WHAT YOU ARE ASKED TO DO | Restate word for word the lines from the one containing "interior in the picture above?" through the end of the listing below, with both ends included.

TASK INPUTS |
^^^^
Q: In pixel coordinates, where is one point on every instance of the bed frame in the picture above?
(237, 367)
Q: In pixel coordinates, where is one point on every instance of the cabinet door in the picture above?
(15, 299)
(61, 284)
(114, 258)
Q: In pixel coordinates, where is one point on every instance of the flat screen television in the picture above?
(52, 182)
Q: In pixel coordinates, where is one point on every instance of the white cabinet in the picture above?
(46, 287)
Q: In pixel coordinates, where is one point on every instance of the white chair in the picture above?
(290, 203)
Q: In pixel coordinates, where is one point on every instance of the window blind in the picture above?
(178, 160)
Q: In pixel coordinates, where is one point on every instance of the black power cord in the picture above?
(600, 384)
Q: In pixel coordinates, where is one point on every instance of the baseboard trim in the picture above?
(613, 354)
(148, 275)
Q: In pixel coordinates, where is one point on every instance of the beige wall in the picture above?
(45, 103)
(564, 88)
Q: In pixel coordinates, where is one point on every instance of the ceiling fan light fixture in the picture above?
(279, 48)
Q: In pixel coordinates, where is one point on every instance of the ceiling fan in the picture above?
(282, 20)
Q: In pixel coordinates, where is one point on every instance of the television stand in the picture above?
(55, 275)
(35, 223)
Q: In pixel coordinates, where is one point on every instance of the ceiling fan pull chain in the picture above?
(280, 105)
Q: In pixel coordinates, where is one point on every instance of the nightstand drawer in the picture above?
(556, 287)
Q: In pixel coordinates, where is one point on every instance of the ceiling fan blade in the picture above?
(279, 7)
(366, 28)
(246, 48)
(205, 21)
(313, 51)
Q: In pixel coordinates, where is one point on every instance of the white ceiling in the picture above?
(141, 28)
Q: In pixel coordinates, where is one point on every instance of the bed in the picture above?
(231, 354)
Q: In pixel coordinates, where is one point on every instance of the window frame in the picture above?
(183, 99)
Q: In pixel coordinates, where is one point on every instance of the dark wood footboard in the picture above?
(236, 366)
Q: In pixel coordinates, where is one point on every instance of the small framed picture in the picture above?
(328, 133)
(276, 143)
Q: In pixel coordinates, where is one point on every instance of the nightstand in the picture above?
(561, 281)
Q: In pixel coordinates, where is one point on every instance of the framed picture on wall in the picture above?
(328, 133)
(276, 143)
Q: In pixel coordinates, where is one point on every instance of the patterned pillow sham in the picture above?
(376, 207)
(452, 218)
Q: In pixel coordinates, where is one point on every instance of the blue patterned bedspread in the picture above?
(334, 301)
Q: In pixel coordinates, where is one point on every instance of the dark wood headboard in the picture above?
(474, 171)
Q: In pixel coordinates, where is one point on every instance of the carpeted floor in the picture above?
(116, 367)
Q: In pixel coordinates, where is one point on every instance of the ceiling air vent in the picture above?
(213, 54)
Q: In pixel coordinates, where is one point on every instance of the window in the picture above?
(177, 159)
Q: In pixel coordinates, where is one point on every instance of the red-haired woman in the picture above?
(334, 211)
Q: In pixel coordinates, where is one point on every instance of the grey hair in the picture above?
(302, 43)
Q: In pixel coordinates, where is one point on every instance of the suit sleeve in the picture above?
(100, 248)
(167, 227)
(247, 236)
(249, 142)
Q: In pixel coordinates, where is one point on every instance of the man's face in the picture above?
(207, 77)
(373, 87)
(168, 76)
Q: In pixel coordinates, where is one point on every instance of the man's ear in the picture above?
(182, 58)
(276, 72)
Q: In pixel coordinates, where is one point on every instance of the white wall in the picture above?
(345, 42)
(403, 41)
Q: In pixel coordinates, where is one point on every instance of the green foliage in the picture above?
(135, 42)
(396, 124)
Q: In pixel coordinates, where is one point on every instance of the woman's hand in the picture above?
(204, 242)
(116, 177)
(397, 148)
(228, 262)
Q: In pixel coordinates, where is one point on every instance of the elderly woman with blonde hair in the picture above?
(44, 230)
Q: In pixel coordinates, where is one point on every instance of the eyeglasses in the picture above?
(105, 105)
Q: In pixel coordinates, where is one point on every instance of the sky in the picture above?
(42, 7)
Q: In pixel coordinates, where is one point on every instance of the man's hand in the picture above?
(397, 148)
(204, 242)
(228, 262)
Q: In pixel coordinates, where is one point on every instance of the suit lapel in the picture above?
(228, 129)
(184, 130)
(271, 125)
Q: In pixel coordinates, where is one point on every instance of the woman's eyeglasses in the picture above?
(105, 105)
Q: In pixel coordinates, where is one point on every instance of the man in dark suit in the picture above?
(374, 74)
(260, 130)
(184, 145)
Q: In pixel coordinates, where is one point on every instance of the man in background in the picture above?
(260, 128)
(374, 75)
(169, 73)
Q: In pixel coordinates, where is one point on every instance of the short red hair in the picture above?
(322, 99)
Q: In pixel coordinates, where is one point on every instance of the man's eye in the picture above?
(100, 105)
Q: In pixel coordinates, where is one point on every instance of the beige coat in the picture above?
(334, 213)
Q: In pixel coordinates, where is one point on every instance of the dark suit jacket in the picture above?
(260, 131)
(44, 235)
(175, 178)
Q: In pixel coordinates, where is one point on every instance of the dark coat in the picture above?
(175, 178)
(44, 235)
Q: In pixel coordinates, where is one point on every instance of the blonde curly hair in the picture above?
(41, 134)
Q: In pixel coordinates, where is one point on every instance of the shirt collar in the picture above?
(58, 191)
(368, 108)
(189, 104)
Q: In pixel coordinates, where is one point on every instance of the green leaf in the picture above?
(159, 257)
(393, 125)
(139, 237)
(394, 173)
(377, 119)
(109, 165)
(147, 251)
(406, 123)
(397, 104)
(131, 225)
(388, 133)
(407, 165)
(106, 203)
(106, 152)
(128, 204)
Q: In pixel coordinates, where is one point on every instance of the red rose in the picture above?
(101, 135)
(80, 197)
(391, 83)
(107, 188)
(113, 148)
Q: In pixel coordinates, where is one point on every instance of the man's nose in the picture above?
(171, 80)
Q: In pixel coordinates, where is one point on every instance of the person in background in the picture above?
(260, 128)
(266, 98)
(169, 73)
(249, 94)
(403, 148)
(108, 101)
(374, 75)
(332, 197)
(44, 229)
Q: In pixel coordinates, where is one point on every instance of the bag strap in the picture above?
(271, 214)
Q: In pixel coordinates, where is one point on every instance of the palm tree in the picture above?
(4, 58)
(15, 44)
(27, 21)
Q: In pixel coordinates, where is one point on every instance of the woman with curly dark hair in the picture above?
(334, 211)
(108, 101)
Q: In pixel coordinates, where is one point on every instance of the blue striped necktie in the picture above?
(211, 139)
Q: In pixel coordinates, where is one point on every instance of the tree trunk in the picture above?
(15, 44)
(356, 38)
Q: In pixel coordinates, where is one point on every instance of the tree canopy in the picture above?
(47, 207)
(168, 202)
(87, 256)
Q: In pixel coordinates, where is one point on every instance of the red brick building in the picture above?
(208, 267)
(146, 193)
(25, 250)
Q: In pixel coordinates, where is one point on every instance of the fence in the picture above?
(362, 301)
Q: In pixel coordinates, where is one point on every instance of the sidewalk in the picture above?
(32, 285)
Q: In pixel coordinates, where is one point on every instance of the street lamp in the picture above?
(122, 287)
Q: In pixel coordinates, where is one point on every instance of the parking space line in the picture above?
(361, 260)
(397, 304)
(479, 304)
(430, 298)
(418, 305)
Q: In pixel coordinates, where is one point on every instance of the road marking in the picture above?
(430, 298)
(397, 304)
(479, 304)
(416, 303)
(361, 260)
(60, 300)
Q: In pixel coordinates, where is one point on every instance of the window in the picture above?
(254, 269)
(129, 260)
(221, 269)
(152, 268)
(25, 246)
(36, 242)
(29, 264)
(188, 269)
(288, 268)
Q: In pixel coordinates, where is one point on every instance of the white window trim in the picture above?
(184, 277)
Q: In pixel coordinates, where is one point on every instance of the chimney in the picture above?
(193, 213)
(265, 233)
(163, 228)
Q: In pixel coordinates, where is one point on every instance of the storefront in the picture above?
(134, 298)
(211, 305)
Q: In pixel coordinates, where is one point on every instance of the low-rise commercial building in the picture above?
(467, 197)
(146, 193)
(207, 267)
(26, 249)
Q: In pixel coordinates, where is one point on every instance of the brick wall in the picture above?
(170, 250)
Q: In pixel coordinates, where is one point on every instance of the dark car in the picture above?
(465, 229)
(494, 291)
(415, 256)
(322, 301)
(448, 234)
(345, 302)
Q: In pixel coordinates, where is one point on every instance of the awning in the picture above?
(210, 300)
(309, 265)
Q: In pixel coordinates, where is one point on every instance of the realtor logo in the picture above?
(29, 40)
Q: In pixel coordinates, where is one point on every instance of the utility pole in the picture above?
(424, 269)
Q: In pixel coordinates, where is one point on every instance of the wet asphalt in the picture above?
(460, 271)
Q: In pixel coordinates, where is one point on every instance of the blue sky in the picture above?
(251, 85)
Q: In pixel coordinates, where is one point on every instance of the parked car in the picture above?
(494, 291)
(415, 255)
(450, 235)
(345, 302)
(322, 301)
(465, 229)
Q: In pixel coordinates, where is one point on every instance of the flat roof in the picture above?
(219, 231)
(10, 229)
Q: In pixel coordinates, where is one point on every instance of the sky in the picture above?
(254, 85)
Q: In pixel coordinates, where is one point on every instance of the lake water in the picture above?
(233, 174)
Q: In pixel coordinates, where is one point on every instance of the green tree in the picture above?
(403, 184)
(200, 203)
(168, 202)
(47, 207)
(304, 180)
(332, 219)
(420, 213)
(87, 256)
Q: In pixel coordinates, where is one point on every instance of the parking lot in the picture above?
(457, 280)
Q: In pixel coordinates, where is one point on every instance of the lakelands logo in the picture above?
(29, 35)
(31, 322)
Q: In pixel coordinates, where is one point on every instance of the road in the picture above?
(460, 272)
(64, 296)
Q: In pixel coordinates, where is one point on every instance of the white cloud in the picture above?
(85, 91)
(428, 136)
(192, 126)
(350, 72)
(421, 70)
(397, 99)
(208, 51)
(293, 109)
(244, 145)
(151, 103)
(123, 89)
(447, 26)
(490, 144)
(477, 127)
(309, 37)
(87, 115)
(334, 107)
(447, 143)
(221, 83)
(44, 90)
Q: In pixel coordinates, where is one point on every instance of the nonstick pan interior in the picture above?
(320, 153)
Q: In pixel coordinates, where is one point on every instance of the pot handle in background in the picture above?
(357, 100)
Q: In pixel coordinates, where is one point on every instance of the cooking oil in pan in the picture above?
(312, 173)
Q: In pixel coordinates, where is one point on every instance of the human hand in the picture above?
^^^^
ANSWER TO THE PROBLEM |
Q: In pixel coordinates, where is one point on every instance of the nonstick pan interior in the picture above?
(320, 153)
Q: In pixel coordinates, where is one point on every instance of the pot handle in background in the picture above?
(357, 100)
Q: In pixel coordinates, where is one point on every instance of the cooking oil in pan in the picture above?
(312, 173)
Q: In pixel coordinates, where is one point on every instance of the human hand in the picture above?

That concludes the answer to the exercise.